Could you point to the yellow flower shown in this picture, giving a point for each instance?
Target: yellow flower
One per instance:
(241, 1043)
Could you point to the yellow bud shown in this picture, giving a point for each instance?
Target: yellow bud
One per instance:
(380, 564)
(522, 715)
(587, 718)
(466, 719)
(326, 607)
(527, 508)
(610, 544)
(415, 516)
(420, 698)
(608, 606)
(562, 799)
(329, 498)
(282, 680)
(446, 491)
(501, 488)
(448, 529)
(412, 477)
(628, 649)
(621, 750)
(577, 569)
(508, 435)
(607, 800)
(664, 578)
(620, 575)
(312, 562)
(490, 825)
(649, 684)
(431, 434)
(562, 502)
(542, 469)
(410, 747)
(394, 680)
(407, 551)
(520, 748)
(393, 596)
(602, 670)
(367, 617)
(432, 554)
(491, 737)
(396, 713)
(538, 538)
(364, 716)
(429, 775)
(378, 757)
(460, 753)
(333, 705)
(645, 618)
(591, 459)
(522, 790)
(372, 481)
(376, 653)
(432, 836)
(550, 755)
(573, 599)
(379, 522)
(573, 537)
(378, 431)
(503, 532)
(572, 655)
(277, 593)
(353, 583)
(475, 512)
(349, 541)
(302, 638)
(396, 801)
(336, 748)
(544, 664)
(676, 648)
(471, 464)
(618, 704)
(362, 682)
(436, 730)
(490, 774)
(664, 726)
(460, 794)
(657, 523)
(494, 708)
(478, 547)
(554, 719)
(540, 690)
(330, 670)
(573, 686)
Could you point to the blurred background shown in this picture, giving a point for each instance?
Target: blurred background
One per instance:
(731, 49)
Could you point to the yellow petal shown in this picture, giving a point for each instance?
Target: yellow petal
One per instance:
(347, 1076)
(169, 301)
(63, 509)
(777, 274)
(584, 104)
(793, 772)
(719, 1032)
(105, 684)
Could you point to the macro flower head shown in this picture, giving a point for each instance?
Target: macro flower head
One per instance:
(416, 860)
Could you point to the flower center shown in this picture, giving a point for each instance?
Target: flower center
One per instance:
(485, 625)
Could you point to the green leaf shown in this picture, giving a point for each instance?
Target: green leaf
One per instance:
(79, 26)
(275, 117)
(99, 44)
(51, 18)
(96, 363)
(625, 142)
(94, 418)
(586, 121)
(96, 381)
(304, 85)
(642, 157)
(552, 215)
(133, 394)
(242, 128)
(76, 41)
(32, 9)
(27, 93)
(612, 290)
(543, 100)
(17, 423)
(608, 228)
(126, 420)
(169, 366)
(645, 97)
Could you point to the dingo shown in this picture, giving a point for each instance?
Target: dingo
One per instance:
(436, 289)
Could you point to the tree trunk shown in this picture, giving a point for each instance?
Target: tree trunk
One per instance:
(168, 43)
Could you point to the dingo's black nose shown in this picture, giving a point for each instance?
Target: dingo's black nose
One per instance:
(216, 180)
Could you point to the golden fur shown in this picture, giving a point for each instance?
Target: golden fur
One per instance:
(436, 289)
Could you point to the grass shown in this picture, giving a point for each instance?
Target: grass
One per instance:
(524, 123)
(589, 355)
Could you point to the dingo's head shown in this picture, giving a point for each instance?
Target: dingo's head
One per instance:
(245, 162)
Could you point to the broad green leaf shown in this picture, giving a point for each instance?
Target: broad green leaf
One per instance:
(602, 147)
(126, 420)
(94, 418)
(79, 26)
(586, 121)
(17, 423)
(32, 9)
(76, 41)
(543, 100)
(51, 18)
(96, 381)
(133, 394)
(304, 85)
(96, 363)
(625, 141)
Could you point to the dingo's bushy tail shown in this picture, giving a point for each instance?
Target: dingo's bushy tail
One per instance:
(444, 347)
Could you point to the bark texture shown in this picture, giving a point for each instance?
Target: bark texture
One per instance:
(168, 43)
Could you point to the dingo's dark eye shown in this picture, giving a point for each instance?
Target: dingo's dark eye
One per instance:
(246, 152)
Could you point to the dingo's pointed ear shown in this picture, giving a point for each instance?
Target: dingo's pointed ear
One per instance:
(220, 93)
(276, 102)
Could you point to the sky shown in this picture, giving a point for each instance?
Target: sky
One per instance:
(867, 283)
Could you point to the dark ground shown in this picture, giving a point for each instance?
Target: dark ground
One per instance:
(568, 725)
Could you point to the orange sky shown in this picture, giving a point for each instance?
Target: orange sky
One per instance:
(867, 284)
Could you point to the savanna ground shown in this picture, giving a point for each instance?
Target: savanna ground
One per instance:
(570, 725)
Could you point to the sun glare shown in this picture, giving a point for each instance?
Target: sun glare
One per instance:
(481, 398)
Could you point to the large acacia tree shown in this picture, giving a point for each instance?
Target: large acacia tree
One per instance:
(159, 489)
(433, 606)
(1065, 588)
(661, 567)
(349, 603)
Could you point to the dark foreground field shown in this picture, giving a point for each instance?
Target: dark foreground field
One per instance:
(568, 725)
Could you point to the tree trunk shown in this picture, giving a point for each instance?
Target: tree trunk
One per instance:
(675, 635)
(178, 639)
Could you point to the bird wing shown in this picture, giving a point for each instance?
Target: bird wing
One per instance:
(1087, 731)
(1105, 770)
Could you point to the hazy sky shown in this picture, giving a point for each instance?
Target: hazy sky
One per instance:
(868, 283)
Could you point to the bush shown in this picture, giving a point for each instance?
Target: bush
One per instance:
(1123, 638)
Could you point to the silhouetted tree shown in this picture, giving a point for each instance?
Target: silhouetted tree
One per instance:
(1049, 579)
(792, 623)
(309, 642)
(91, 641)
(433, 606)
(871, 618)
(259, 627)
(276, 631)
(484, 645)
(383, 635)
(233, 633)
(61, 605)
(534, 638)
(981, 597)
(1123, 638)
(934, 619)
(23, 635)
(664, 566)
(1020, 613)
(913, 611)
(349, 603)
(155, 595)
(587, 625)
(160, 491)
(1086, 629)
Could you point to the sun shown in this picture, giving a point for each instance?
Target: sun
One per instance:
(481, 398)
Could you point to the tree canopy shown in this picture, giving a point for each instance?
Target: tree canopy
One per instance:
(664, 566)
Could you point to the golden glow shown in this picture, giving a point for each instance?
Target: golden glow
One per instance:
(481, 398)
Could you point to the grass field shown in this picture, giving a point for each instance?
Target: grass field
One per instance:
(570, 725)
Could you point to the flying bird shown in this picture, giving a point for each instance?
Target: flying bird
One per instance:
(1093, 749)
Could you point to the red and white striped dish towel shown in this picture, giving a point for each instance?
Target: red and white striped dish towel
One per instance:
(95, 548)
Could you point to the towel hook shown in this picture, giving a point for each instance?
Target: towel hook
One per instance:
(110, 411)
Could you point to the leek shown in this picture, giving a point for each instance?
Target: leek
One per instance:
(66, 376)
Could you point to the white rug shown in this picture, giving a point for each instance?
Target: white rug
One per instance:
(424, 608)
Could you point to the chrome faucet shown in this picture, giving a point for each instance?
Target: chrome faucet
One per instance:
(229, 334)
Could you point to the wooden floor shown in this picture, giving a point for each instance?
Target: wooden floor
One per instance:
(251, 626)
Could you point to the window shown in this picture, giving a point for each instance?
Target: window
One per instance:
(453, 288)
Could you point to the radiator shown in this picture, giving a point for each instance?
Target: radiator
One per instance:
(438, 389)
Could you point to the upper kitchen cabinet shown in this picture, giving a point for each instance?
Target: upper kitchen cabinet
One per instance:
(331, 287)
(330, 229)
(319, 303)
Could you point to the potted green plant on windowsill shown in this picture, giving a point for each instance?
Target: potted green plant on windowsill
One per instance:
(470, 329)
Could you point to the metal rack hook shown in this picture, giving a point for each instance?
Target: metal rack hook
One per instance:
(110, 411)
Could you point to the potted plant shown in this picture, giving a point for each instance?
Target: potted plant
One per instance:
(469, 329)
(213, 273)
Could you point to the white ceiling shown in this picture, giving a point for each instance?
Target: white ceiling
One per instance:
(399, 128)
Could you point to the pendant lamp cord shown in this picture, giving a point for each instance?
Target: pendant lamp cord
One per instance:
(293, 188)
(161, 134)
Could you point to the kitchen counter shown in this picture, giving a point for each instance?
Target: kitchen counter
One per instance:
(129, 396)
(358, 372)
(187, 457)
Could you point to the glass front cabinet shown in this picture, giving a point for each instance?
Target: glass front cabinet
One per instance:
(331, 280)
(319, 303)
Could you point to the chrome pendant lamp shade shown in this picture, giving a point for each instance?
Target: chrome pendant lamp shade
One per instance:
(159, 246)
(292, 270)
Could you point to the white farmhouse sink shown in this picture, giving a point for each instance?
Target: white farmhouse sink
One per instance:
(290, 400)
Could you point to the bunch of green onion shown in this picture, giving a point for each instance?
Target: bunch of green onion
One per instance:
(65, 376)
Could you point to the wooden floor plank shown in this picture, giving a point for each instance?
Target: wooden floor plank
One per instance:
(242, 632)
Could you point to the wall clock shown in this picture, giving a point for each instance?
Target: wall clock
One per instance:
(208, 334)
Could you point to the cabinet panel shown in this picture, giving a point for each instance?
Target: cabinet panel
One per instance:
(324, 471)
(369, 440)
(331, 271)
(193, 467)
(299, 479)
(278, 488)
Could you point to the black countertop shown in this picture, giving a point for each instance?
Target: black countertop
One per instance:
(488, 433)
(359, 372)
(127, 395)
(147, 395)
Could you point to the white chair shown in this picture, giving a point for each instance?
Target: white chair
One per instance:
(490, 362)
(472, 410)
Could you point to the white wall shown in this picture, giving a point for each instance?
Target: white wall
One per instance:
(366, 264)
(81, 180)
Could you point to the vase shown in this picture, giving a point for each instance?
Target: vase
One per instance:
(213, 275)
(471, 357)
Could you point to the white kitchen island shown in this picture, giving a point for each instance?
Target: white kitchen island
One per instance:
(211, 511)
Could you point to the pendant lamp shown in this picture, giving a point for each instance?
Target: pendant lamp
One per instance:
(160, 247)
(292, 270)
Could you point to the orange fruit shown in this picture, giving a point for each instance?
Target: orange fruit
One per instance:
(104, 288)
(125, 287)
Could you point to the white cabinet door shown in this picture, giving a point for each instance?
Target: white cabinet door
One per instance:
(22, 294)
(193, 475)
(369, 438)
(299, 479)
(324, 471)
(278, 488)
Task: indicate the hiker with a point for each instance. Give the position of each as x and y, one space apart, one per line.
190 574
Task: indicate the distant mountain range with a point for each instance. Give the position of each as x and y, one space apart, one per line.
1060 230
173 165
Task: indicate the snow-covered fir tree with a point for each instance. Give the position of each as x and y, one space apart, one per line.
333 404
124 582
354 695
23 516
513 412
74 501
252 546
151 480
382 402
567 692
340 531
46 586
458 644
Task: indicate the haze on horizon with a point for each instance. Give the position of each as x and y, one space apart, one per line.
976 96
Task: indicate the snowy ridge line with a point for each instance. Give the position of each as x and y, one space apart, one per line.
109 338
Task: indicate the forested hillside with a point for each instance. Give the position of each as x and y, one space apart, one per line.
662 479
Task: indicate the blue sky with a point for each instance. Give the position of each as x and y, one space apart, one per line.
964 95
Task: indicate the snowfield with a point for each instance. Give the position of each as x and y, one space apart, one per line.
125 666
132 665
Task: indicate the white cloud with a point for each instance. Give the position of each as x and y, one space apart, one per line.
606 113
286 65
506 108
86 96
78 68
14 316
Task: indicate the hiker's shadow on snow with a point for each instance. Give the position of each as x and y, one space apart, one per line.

Directions - Turn the lines from the one containing "Task: indicate the snowfield" through the last line into a numbered list, leaving out any blank lines.

Solution for this task -
1. Task: indicate the snowfield with a point for each instance. Give the position of each as x and y, one space apart, one per line.
2. 125 666
3. 132 665
4. Task: indicate the white cloud with a point for each instance. Give the position of each as x and y, one space apart, one per line.
5. 606 113
6. 286 65
7. 506 108
8. 86 96
9. 78 68
10. 14 316
11. Task: indicate the hiker's shadow on snow with a point for each instance. Give the position of each as x and y, one space apart, one per line.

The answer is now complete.